= Excerpt provided =
========================================================================

Next, have participants identify the “richest” paddock, i.e., the one with the best quality vegetation according to the criteria they have just identified (the area of the paddock is not taken into account). The participants place six small pebbles on this paddock to represent the highest relative value. The other parcels can only receive an equal or smaller number of pebbles.


 

ü      Evaluation of the poorest paddock

 

The participants review the other paddocks one after another and identify those they feel have the poorest vegetation. They place a number of pebbles on this paddock in relation to the six that they placed on the richest paddock: e.g., 3 pebbles if it seems half as rich, 2 if it seems only a third as rich as the best paddock, etc.

Be careful: We are dealing here with the relative value per unit of surface area, e.g., per m2, and not with the total volume of fodder (taking surface area into account).

 

ü      Evaluation of paddocks of intermediate value

Since the relative values of these paddocks necessarily lie between those of the richest and poorest, the relative values of the intermediate paddocks are easily estimated by placing on them an intermediate number of pebbles.

 

ü      Another "round"

 

Before concluding the exercise, have participants go through the paddocks once again mentally to be sure that their relative value estimates are plausible and to correct them if necessary.

========================================================================

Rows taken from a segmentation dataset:
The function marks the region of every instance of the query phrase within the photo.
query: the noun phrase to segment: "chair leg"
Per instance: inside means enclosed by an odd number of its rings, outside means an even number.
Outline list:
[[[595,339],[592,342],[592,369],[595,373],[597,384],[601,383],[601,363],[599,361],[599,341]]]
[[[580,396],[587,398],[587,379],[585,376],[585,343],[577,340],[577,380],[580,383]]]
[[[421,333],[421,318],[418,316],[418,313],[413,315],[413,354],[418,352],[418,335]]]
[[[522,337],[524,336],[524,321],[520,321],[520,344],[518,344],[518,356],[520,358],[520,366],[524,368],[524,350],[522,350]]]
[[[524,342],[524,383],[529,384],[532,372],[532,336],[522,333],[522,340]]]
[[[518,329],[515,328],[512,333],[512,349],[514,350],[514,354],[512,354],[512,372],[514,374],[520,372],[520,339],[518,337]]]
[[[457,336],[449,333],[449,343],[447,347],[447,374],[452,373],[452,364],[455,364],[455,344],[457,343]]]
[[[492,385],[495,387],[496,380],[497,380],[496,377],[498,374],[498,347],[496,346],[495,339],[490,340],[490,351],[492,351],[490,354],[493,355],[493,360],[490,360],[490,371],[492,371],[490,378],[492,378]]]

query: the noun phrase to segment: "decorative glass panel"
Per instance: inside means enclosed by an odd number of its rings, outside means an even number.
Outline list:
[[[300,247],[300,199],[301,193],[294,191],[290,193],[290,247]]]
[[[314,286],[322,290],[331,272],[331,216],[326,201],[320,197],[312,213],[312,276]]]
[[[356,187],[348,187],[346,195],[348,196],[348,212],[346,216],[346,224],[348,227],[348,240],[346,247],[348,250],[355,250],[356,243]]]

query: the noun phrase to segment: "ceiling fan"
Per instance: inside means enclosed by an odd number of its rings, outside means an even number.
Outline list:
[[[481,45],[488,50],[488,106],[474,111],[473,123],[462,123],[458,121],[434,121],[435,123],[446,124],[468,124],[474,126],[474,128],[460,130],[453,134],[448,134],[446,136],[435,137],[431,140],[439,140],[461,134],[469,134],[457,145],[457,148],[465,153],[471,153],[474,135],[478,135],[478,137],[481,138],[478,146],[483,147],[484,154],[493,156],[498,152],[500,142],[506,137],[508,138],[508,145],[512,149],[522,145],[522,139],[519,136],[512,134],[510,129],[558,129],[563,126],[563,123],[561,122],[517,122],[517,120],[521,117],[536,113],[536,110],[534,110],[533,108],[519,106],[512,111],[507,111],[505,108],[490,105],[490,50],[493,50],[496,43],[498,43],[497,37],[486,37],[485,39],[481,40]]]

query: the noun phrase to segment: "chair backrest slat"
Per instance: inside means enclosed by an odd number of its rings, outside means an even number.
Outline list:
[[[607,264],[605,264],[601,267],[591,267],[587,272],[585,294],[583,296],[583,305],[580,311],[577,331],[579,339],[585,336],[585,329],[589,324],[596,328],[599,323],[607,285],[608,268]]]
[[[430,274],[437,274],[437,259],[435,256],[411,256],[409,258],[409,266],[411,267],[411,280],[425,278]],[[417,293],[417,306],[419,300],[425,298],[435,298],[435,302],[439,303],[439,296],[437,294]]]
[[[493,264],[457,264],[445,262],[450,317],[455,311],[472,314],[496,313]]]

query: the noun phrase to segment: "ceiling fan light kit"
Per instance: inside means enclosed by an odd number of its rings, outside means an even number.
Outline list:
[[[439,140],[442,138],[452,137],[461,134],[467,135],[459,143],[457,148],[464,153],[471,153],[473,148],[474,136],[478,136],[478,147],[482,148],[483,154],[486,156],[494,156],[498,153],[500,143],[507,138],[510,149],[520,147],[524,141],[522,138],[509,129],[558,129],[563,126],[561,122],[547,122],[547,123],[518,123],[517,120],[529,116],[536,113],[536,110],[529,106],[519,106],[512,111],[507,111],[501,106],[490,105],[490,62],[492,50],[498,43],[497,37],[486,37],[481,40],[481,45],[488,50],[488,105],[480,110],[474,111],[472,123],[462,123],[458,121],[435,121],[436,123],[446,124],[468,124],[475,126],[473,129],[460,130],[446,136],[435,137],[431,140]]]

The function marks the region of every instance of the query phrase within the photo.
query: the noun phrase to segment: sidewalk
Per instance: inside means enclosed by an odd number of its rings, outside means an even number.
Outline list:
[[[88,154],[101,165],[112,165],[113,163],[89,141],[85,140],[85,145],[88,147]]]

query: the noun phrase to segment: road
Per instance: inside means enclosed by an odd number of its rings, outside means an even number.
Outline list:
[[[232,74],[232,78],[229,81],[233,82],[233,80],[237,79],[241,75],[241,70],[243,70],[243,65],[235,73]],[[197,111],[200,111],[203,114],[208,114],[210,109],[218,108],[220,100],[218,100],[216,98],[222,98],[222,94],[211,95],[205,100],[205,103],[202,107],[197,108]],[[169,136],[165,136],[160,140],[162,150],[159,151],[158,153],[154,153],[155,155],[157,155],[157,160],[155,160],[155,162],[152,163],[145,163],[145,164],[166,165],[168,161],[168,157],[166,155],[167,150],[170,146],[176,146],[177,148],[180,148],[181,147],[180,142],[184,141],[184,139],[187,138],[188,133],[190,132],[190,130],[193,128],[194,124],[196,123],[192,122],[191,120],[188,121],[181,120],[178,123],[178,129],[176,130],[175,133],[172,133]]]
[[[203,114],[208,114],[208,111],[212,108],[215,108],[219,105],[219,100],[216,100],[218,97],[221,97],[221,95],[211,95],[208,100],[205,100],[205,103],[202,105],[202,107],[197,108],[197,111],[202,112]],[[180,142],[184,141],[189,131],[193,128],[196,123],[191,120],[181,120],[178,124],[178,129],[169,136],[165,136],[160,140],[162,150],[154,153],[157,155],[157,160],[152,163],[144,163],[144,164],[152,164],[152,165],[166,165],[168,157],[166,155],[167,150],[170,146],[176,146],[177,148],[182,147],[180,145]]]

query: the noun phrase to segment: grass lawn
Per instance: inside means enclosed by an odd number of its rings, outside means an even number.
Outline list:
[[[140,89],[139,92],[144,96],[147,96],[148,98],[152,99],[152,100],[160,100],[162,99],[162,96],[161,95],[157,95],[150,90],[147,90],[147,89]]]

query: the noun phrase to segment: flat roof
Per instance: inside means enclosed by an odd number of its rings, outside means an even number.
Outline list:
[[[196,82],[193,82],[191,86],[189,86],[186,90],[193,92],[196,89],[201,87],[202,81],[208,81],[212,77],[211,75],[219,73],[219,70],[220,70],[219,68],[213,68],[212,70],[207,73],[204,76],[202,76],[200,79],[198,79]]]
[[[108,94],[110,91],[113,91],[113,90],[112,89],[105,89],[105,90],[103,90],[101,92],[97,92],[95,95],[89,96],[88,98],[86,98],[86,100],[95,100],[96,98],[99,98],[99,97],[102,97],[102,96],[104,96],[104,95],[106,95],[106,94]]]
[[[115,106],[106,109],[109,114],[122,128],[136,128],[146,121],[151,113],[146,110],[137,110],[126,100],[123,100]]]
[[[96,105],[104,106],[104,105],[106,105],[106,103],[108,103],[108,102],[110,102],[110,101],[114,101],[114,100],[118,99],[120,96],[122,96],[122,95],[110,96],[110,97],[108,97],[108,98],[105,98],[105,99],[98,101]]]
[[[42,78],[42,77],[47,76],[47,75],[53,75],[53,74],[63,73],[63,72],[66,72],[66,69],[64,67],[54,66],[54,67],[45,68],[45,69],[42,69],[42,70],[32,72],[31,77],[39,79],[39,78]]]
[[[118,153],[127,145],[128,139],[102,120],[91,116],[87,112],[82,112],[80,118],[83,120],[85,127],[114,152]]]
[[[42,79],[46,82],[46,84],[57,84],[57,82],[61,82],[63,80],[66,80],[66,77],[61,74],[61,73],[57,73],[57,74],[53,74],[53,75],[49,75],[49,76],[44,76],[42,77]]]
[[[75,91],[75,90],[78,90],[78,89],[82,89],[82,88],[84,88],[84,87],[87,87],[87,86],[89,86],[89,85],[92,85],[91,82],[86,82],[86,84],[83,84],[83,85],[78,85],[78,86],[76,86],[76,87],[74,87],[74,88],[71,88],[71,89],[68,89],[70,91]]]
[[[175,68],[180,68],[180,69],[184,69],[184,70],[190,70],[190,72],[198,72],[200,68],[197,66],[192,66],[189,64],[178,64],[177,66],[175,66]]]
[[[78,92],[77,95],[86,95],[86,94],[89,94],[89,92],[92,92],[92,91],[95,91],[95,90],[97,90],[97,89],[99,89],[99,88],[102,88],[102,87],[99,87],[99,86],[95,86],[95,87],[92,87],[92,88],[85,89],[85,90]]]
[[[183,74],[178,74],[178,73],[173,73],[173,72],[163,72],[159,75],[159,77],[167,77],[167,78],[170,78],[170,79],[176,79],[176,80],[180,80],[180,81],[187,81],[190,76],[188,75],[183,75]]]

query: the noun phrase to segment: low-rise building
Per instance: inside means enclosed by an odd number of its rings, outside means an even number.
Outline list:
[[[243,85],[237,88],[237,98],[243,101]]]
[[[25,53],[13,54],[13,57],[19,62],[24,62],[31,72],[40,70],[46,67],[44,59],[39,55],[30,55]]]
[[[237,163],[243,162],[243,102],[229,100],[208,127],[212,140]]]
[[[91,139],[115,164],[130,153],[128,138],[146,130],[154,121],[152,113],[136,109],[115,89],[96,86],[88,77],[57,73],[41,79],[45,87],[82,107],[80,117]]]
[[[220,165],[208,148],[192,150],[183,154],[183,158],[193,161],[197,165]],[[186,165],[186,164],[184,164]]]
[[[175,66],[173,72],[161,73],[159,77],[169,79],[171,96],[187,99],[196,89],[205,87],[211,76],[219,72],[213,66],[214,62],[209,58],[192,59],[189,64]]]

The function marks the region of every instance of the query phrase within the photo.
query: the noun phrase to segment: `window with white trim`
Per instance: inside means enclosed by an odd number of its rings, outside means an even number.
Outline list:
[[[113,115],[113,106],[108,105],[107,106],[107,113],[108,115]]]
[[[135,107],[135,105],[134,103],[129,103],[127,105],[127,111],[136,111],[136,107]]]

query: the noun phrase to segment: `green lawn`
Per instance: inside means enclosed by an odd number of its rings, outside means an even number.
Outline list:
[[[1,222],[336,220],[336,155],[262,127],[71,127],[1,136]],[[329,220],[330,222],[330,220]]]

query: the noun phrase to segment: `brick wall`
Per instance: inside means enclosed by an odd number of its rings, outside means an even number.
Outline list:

========================================================================

= Problems and tasks =
a) Reproduce the records from the line with "query: the noun phrase to segment: low-rise" up to and including the final line of the records, keeping every line, and increase each coordinate in the outlines by 149.
b) Pick up the text on rating paddock vegetation with pebbles and continue it after its last sentence.

= Outputs =
a)
query: the noun phrase to segment: low-rise building
Per instance: inside means enclosed by an odd number of its rings, outside means an even number.
Outline list:
[[[392,234],[386,237],[386,247],[392,250]]]
[[[174,202],[162,203],[162,206],[168,211],[173,211],[180,221],[189,219],[195,216],[193,208],[188,204],[179,204]]]
[[[386,312],[392,311],[392,251],[378,249],[357,276],[361,289]]]
[[[240,288],[264,313],[279,302],[277,287],[295,279],[303,270],[301,262],[285,258],[264,238],[245,235],[237,226],[206,222],[190,228],[194,236],[231,256],[229,266]]]
[[[369,314],[357,297],[341,299],[332,303],[332,307],[342,310],[346,314]],[[335,314],[335,313],[333,313]]]
[[[324,215],[322,221],[310,222],[308,226],[318,228],[320,245],[336,248],[345,238],[354,236],[360,225],[368,221],[362,215],[363,211],[358,207],[341,208],[338,213]]]

The function marks the region of every instance of the query phrase within the photo.
query: the noun phrase to segment: `window with white trim`
Per instance: inside means enclosed by an odd number of its rings, outside means an even number.
Outline list:
[[[262,264],[262,255],[257,254],[256,255],[256,262],[257,264]]]
[[[284,256],[284,254],[283,252],[278,252],[276,254],[276,260],[285,260],[285,256]]]

query: the noun phrase to segment: `green lawn`
Per instance: inside means enclosed by an odd number of its rings, outside means an even number.
Outline list:
[[[150,371],[485,369],[485,304],[411,276],[220,276],[150,285]],[[478,369],[479,371],[479,369]]]

query: the noun phrase to segment: `brick wall`
Per instance: inside means enclosed by an odd number of its rings, outside means an even number.
Outline list:

b)
4. Duration of stay in each paddock

 

ü      First "round" of estimates of duration of grazing

 

Remind participants of the concept of the MGT. Have them establish the duration of stay in each paddock considering (apart from the maximum grazing time, MGT) the animals’ nutritional needs, which will be met to a greater or lesser degree, for a given period of time, depending on the relative value of each paddock and on that paddock's size. Indeed, it is obvious that for a given MGT, animals must not stay as long in a small, poor paddock as they can in a larger paddock of greater relative value. Ask participants:

 

¨      How many days – at most -- can the livestock stay on each paddock? Could they stay for the entire duration of the MGT on paddocks that have the lowest relative value?

¨      If that is the case, can the animals’ duration of stay on such a paddock be shorter than the MGT?

¨      As an example, if the herd can remain on the parcel with the highest relative value (represented by 6 pebbles) over an MGT of 3 days, one can deduce that they should only stay a single day on a parcel having an equivalent surface area but a relative value only one third (2 pebbles) as high as that of the reference parcel;

¨      Even though the determination of the number of days of stay is linked to relative value, there is no mathematical correlation between them.

 

Once the participants have agreed on a duration of stay on a paddock, they record this on the grazing map by marking the corresponding paddock with the appropriate number of small sticks.

 

ü      Checking for adherence to the mRT

 

Since the stay on each paddock is necessarily equal to or less than the MGT, which was in turn applied to the richest paddock, and since the initial number of paddocks was calculated very tightly, one can predict that, by adding up the actual duration of stay of all the paddocks, one will arrive at a recovery or resting time (mRT) shorter than that which had initially been deemed desirable.

 

ü      Adjustment of the number of paddocks

 

Once they notice this, participants often suggest to increase the duration of stay in the richest paddock beyond the MGT. It should then be pointed out that stretching the presence of animals beyond the MGT shouldn’t be done and that they should imagine another solution.

 

¨      Should the livestock be fed with supplementary purchased fodder?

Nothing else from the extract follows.